**** TEXTE FOURNI
Le Groupe pour une Suisse sans armée (GSsA) ne... désarme pas! Onze ans après son initiative interdisant toute exportation de matériel de guerre, rejetée par 68,2% des votants, il réclame cette fois une interdiction du financement des producteurs de matériel de guerre. Ce texte n’a pas encore rencontré beaucoup d’écho, entre la crise de la Covid-19 et les discussions vives sur l’initiative sur les «Entreprises responsables». Cette problématique mérite pourtant que l’on s’y attarde, dans la mesure où elle constitue une nouvelle salve malvenue contre notre économie.
Cette initiative n’est pas anodine: elle vise à interdire aux fondations et aux institutions de prévoyance, ainsi qu’à la Banque nationale suisse, de financer les entreprises réalisant plus de 5% de leur chiffre d’affaires annuel avec ce matériel. De fait, l’octroi de crédits, de prêts et de donations, ainsi que la prise de participation et l’acquisition de titres, figureraient parmi les types de financements interdits. Comme si cela ne suffisait pas, l’initiative demande en outre que «la Confédération s’engage sur le plan national et international en faveur de la mise en place de conditions analogues applicables aux banques et aux assurances».
********
**** DONNÉES FOURNIES
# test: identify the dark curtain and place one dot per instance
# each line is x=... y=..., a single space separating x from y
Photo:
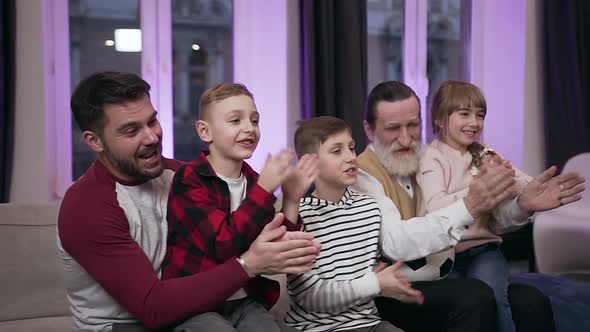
x=334 y=61
x=567 y=98
x=7 y=85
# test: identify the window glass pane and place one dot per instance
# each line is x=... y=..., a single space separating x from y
x=449 y=31
x=202 y=54
x=104 y=35
x=385 y=27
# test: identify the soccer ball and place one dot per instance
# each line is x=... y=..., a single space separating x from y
********
--- EXERCICES PROPOSÉS ---
(a) D'après le texte sur l'initiative du GSsA, quelle proportion des votants a rejeté l'initiative interdisant toute exportation de matériel de guerre ?
(b) Reproduisez le passage du texte sur l'initiative du GSsA allant de «Le Groupe pour» jusqu'à «contre notre économie.».
(c) Expliquez, en une à trois phrases, pourquoi le texte sur l'initiative du GSsA juge que cette problématique mérite que l'on s'y attarde.

--- RÉPONSES PAR EXERCICE ---
(a) Elle a été rejetée par 68,2% des votants.

(b)
Le Groupe pour une Suisse sans armée (GSsA) ne... désarme pas! Onze ans après son initiative interdisant toute exportation de matériel de guerre, rejetée par 68,2% des votants, il réclame cette fois une interdiction du financement des producteurs de matériel de guerre. Ce texte n’a pas encore rencontré beaucoup d’écho, entre la crise de la Covid-19 et les discussions vives sur l’initiative sur les «Entreprises responsables». Cette problématique mérite pourtant que l’on s’y attarde, dans la mesure où elle constitue une nouvelle salve malvenue contre notre économie.

(c) Le texte estime que cette problématique mérite que l'on s'y attarde parce qu'elle constitue une nouvelle salve malvenue contre l'économie.